● **Required task**
Can you write out, word for word, the stretch of the Doctor Who anniversary piece below that runs between "Approaching" and "money than ever.", inclusive?

● **Selected text**
For most of that time, ever since 1989 when the show was cancelled amid plummeting ratings and daring experimentation, I expected that the occasion of the fiftieth anniversary would be marked somehow, probably with a slew of cash-in coffee table books and maybe a retrospective documentary with some of the show’s past stars and production staff. I quietly hoped Tom Baker would still be around to gleefully expound on his glory days.

For a while it looked like that’s all it would be. The 30th anniversary was marked with the release of the nigh-unwatchable special “Dimensions in Time”, which brings back several stars including Jon Pertwee and Liz Sladen, but also several characters from Eastenders (on whose set it was filmed, cheaply). I’m going to be honest, it was so awful and so laden with mid-nineties British pop culture references that I’ve always found it unfathomable. I’m pretty sure Ive never been able to sit through it all the way to the end.

The 35th anniversary was a little better. By 1998 the movie starring Paul McGann had come and gone and all hope was now lost that the Doctor would ever be back on the telly. So be it. We few dwindling fans still had the books to enjoy, and if the BBC Books-produced Eighth Doctor Adventures were never quite as compelling as the Virgin Books-produced New Adventures, there were still a few good ones amongst the range. One of them was Lance Parkin’s The Infinity Doctors, a book steeped in the rich continuity of Doctor Who without ever pretending to be part of continuity.  I loved reading the book, but I came nowhere near close to getting all the references. Maybe you should just read the Wikipedia explanation.

Of course, a few months before the 40th anniversary in 2003, we got ‘The Scream of the Shalka’, an animated webcast starring Richard E Grant as the Ninth Doctor. It was okay but not great, if we’re honest, but that didn’t matter because Shalka represented a brave new frontier of cheaply-made broadcast Doctor Who. At last we’d have new Who on our screens again, even if we had to painfully download each episode over slow dial-up in order to watch it on our tiny post-millenial computer monitors. That version of the future lasted all of a few weeks before the revelation, four weeks before the anniversary, that Who was coming back to broadcast television in 2005. And that Christopher-frickin’-Eccleston was gonna be in it.

Sorry, Richard E, but whatevs dude. We got Eccleston.

And all of a sudden the 50th anniversary was not only in sight, but hell, it might even get a real story. I was pretty chuffed. I wasn’t especially engaged with fandom at the time, but I’m guessing the sense of anticipation has been rising to hysterical levels in the meantime.

Approaching

What I didn’t expect was that the whole damned world would suddenly catch up to me and what I (naively) imagined was a relatively small pocket of geek fandom. Doctor Who got big. Bigger than its heydays of the Dalek-obsessed Hartnell sixties or the mad-about-Baker mid-seventies? I don’t know and can’t be arsed looking up viewing figures for the sake of a personal anecdote, but it wouldn’t surprise me to learn that the show is currently more popular than it has ever been. It’s almost certainly generating more money than ever.

● **Provided data**
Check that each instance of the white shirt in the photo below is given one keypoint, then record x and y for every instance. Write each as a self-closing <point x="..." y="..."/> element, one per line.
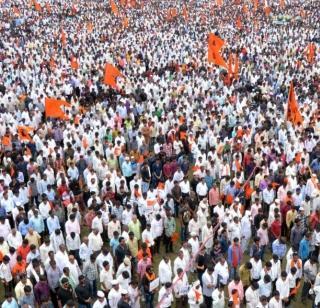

● **Answer to the exercise**
Approaching

What I didn’t expect was that the whole damned world would suddenly catch up to me and what I (naively) imagined was a relatively small pocket of geek fandom. Doctor Who got big. Bigger than its heydays of the Dalek-obsessed Hartnell sixties or the mad-about-Baker mid-seventies? I don’t know and can’t be arsed looking up viewing figures for the sake of a personal anecdote, but it wouldn’t surprise me to learn that the show is currently more popular than it has ever been. It’s almost certainly generating more money than ever.